• Task item
Please set down every entry below exactly as given.

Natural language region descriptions
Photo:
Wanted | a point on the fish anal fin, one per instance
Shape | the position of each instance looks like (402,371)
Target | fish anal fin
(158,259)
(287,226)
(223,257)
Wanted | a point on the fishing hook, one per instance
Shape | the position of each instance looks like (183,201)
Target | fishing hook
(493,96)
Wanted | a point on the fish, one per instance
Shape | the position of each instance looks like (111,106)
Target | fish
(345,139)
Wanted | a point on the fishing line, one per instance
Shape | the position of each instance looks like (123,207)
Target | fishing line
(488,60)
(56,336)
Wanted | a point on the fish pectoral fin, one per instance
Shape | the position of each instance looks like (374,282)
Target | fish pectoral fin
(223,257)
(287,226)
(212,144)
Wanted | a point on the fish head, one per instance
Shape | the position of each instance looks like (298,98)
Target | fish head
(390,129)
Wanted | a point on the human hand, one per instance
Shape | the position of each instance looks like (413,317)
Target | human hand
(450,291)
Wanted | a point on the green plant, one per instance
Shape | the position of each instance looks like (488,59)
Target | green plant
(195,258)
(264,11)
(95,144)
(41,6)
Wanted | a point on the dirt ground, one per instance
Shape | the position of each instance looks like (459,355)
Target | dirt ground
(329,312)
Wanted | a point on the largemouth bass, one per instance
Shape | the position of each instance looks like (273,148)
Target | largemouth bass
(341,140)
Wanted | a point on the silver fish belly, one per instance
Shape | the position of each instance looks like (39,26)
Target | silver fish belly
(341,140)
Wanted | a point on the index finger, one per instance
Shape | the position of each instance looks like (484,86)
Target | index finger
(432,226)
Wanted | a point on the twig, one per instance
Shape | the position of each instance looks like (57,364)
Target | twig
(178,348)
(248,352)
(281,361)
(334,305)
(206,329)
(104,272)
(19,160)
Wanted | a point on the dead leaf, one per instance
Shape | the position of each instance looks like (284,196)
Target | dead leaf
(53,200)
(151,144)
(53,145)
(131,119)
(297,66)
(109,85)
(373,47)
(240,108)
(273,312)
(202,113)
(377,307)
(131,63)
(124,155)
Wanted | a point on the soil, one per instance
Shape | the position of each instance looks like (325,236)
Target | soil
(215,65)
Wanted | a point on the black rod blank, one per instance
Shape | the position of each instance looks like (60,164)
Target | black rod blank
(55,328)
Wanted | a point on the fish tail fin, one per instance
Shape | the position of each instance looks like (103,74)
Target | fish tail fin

• Output for this task
Photo:
Wanted | a point on the fish anal fin, one per instance
Shape | the position of each instance looks like (402,371)
Target | fish anal fin
(158,259)
(287,226)
(223,257)
Wanted | a point on the fishing hook, one per instance
Shape | the position of each instance looks like (183,201)
Target | fishing hook
(493,96)
Wanted | a point on the fish, one per instance
Shape | the position of each instance looks like (111,106)
Target | fish
(345,139)
Wanted | a point on the fishing line, one per instance
Shape | the position of each instance looks like (123,207)
Target | fishing line
(488,60)
(56,336)
Wanted | a point on the fish pectoral fin, one per instance
Shape | the position of each instance looks like (374,282)
Target | fish pectoral fin
(223,257)
(287,226)
(212,144)
Wanted | a point on the fish head, one per instance
Shape | the position of each instance looks like (298,98)
Target | fish head
(390,129)
Wanted | a point on the human hand, one per instance
Shape | the position of each instance looks like (413,317)
Target | human hand
(450,291)
Wanted | a point on the green plant, one per instance
Shape | the position of each instance looks like (488,59)
Target | green plant
(195,258)
(264,11)
(95,144)
(41,6)
Wanted | a point on the dirt ground, one per instance
Shape | the position of each instance looks like (459,355)
Target | dirt ground
(329,312)
Wanted | a point on the largemouth bass, one per instance
Shape | the position of each instance looks like (273,148)
Target | largemouth bass
(341,140)
Wanted | a point on the silver fish belly, one per instance
Shape | the position of each instance looks like (39,26)
Target | silver fish belly
(341,140)
Wanted | a point on the index finger, one per instance
Shape | the position of each instance looks like (484,86)
Target | index finger
(432,226)
Wanted | a point on the twig, one per instance
Shape | the position of each instance looks like (57,364)
Target | twig
(178,348)
(248,352)
(281,361)
(334,305)
(206,329)
(104,272)
(19,160)
Wanted | a point on the dead leaf, one per instance
Shape | the position of each instance looks like (284,196)
Target | dead leaf
(53,200)
(151,144)
(53,145)
(131,119)
(297,66)
(109,85)
(373,47)
(240,108)
(273,312)
(202,113)
(377,307)
(131,63)
(124,155)
Wanted | a point on the soil, one per instance
Shape | the position of each instance looks like (325,236)
Target | soil
(215,65)
Wanted | a point on the black rod blank, one per instance
Shape | the position of each instance looks like (60,164)
Target | black rod blank
(55,328)
Wanted | a point on the fish tail fin, one per instance
Shape | the position of each instance looks like (103,74)
Target | fish tail fin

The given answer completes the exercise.